Objective |
Present every one of the records below as a numbered list, one line per item, leaving out any blank lines.

Entries from a pointing dataset |
* begin *

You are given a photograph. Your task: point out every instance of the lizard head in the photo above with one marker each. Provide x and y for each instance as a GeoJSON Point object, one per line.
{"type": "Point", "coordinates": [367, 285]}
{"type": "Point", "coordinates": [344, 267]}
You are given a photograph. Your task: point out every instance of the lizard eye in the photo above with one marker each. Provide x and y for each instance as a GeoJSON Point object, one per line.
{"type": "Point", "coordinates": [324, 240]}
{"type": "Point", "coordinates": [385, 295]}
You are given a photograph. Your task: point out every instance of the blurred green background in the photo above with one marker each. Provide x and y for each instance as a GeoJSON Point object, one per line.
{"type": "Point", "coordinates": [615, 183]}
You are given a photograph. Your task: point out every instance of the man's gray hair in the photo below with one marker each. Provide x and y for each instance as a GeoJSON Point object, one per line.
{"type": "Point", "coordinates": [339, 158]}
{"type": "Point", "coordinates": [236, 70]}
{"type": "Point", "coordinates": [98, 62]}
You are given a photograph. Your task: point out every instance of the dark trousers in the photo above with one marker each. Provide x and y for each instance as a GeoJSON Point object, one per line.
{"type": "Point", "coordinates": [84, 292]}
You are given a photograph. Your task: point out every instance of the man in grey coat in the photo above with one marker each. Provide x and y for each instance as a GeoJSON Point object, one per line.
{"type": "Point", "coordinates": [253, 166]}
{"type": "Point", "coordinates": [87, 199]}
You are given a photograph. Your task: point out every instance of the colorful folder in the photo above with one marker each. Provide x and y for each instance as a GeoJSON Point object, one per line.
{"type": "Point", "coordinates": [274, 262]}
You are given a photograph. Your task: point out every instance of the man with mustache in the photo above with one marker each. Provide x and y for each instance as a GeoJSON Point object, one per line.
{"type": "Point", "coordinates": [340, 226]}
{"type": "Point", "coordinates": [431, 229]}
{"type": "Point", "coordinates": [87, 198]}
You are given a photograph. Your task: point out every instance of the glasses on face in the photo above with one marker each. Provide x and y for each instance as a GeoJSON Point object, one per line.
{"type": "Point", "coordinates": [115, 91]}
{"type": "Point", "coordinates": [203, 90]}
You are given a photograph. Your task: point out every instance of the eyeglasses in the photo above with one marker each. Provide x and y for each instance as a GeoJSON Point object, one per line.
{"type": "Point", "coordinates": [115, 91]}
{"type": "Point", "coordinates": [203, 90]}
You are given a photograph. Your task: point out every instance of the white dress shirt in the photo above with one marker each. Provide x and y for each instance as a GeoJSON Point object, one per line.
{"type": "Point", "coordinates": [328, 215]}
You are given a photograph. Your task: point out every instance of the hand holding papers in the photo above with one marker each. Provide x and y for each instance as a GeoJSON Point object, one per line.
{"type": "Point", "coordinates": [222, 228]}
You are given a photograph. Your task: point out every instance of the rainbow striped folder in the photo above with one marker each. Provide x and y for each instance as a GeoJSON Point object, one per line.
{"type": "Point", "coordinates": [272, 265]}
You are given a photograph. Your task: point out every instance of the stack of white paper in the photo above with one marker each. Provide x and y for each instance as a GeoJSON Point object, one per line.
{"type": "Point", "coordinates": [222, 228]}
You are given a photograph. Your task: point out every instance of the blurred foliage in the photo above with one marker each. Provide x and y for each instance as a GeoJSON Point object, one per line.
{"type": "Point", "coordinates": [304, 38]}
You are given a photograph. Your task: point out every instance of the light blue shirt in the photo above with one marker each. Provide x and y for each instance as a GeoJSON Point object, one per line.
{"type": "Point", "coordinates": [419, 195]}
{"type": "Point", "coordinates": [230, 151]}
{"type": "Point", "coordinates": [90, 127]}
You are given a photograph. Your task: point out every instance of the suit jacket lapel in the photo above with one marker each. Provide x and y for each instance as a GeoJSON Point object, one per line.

* end *

Result of the exercise |
1. You are given a photograph. Your task: point out every instance of the lizard head in the photo above with one marker each. Provide x and y for each instance as a GeoJSON Point object, one per line.
2. {"type": "Point", "coordinates": [367, 285]}
3. {"type": "Point", "coordinates": [344, 267]}
4. You are given a photograph. Your task: point out every instance of the lizard eye in the photo above with one marker each. Provide x and y for each instance as a GeoJSON Point object, one per line.
5. {"type": "Point", "coordinates": [324, 240]}
6. {"type": "Point", "coordinates": [385, 295]}
7. You are given a photograph. Your task: point out every instance of the blurred green background in the photo above with one marker each. Provide x and y for each instance as a GeoJSON Point object, one per line.
8. {"type": "Point", "coordinates": [615, 183]}
9. You are given a photograph. Your task: point out every instance of the man's gray hair in the photo below with one marker each. Provide x and y for each instance as a GeoJSON Point object, one per line.
10. {"type": "Point", "coordinates": [339, 158]}
11. {"type": "Point", "coordinates": [236, 70]}
12. {"type": "Point", "coordinates": [98, 62]}
13. You are given a photograph. Your task: point out every instance of the dark trousers in the photo above with one marker each. Provide x and y for each instance as a GeoJSON Point object, one per line.
14. {"type": "Point", "coordinates": [84, 292]}
15. You are given a photograph. Your task: point out every instance of the man in grey coat in the photo above with one marker each. Provide x and y for each instance as a GeoJSON Point object, one per line.
16. {"type": "Point", "coordinates": [253, 166]}
17. {"type": "Point", "coordinates": [87, 199]}
18. You are given a photograph. Your task: point out every instance of the colorful folder in the photo above with one marker each. Provide x and y for each instance as a GeoJSON Point object, one per line.
19. {"type": "Point", "coordinates": [274, 262]}
20. You are given a photograph. Your task: point out every instance of the man with mustache in the photo above with one marker each. Provide x and y for each instance as a GeoJSON Point object, one per line.
21. {"type": "Point", "coordinates": [340, 226]}
22. {"type": "Point", "coordinates": [431, 229]}
23. {"type": "Point", "coordinates": [87, 198]}
24. You are given a photograph. Your task: point out every instance of the glasses on face in the photo above with one marker each. Provide x and y for each instance as a GeoJSON Point object, one per line.
25. {"type": "Point", "coordinates": [115, 91]}
26. {"type": "Point", "coordinates": [203, 90]}
27. You are given a photograph. Your task: point out every instance of the eyeglasses in the photo above with one marker each. Provide x and y for each instance as a GeoJSON Point object, one per line.
28. {"type": "Point", "coordinates": [115, 91]}
29. {"type": "Point", "coordinates": [203, 90]}
30. You are given a photograph. Your task: point out every instance of the white dress shirt in the photo above with one marker each. Provide x and y for each instance as a GeoJSON Point object, one per line.
31. {"type": "Point", "coordinates": [328, 215]}
32. You are given a photograph. Your task: point out every instance of the hand holding papers in the photo above with one marker each. Provide x and y for each instance as a GeoJSON Point object, one per line.
33. {"type": "Point", "coordinates": [222, 228]}
34. You are given a photograph. Your task: point out every instance of the rainbow striped folder in the photo above with one marker each. Provide x and y for each instance as a GeoJSON Point object, one per line.
35. {"type": "Point", "coordinates": [272, 265]}
36. You are given a photograph. Your task: point out every instance of the stack of white paper in the photo above with one marker each. Provide x and y for each instance as a GeoJSON Point object, one per line.
37. {"type": "Point", "coordinates": [222, 228]}
38. You are given a photograph. Your task: point out every instance of the blurred foliage in the photo above with one marker each. Provide x and y for each instance as a GeoJSON Point object, one per line.
39. {"type": "Point", "coordinates": [304, 38]}
40. You are given a photograph. Your task: point out every instance of the light blue shirt in the photo above with one marker each. Provide x and y for each instance as a GeoJSON Point object, one per line.
41. {"type": "Point", "coordinates": [419, 195]}
42. {"type": "Point", "coordinates": [230, 151]}
43. {"type": "Point", "coordinates": [90, 127]}
44. You are given a photograph. Your task: point out every instance of the suit jacket lapel in the photo above with one marker each. Provide x and y for each instance as a GeoJSON Point object, one per line.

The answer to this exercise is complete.